Please return, with no alterations, the lines below from the very first through the one that contains "[(10, 249), (1190, 452), (262, 705), (1156, 486)]".

(Region pointing data)
----------
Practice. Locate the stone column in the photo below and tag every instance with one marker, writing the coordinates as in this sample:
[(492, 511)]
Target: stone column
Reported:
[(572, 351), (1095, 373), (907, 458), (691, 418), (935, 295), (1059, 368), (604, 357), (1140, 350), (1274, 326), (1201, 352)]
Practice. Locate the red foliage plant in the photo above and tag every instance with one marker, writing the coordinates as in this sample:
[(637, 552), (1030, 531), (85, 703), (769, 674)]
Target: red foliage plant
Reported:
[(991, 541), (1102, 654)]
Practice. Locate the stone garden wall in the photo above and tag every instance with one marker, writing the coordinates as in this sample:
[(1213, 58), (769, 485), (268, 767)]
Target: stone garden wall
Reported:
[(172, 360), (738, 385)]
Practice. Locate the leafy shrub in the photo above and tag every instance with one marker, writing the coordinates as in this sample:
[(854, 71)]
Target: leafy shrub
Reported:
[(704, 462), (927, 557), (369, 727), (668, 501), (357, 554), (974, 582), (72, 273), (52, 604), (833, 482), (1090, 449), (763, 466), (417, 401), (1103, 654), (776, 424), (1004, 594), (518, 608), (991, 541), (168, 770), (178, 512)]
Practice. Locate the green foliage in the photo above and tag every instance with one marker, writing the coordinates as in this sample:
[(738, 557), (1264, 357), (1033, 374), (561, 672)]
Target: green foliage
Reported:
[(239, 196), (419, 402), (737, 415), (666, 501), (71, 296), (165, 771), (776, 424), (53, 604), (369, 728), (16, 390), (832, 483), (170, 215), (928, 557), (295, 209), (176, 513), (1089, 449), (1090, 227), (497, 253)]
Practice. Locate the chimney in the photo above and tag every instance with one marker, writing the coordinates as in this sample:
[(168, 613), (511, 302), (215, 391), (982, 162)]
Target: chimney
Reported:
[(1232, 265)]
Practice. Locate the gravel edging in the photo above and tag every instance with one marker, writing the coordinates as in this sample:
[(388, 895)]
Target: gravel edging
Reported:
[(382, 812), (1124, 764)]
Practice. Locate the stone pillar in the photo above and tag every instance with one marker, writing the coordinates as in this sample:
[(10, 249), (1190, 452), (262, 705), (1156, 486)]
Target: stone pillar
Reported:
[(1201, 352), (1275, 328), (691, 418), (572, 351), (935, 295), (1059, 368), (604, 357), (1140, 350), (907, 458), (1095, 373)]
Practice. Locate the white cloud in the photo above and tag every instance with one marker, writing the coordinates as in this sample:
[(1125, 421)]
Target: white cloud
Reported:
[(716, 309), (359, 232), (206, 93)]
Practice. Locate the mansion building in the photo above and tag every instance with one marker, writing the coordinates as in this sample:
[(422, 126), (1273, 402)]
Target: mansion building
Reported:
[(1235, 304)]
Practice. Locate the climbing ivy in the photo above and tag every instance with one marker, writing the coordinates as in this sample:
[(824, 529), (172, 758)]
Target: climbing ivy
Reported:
----------
The answer:
Practice. Locate the stone column in the photo below and tag every instance with one marker, writing the coordinates as in this sample:
[(492, 511)]
Target: stone column
Reported:
[(572, 351), (1095, 373), (907, 458), (691, 418), (935, 295), (1059, 368), (604, 357), (1140, 350), (1274, 326), (1201, 352)]
Practice. Locate the red foliage plant in the photo above and tag every instance with one marker, writing the coordinates as in this sample:
[(637, 552), (1030, 531), (85, 703), (769, 674)]
Target: red foliage plant
Reported:
[(991, 541), (1102, 654)]
Practice. Locate the stone garden wall in the photo above and tag every instance with one marker, writing the coordinates as in this sample:
[(1213, 58), (769, 485), (268, 767)]
Target: stone garden wall
Reported:
[(172, 360), (738, 385)]
Practice. Locate the leafy shrub in the photo above and tag every instance with one marker, writing the coordinates as in this sample:
[(854, 71)]
Target: leafy shrub
Reported:
[(704, 462), (927, 557), (369, 727), (668, 501), (357, 554), (974, 582), (72, 273), (52, 604), (833, 482), (1090, 449), (763, 466), (417, 401), (1103, 654), (776, 424), (1004, 594), (518, 608), (991, 541), (168, 770), (178, 512)]
Practice. Locate the green foliage in the photo above and tag every instance with one marker, writing the coordinates as in this sample:
[(738, 557), (1264, 357), (1033, 374), (561, 672)]
Target: green foliage
Reported:
[(239, 196), (419, 402), (737, 415), (666, 501), (71, 296), (165, 771), (776, 424), (53, 604), (369, 728), (16, 390), (832, 483), (170, 215), (928, 557), (295, 209), (176, 513), (1089, 449), (1090, 227), (497, 253)]
Practice. Locate the chimney in the photo above and tag every instance with one marker, writing the coordinates as in this sample:
[(168, 613), (511, 302), (215, 391), (982, 162)]
Target: chimney
Reported:
[(1232, 265)]
Practice. Locate the gravel edging in the photo above and tag every instance with one marker, writing the coordinates as in this sample:
[(388, 895)]
Target: gravel edging
Reported:
[(382, 812), (1124, 764)]
Practice. Locate the stone pillar in the photo above and tag every instance with one marker, writing the coordinates as in this sample:
[(10, 249), (1190, 452), (262, 705), (1156, 486)]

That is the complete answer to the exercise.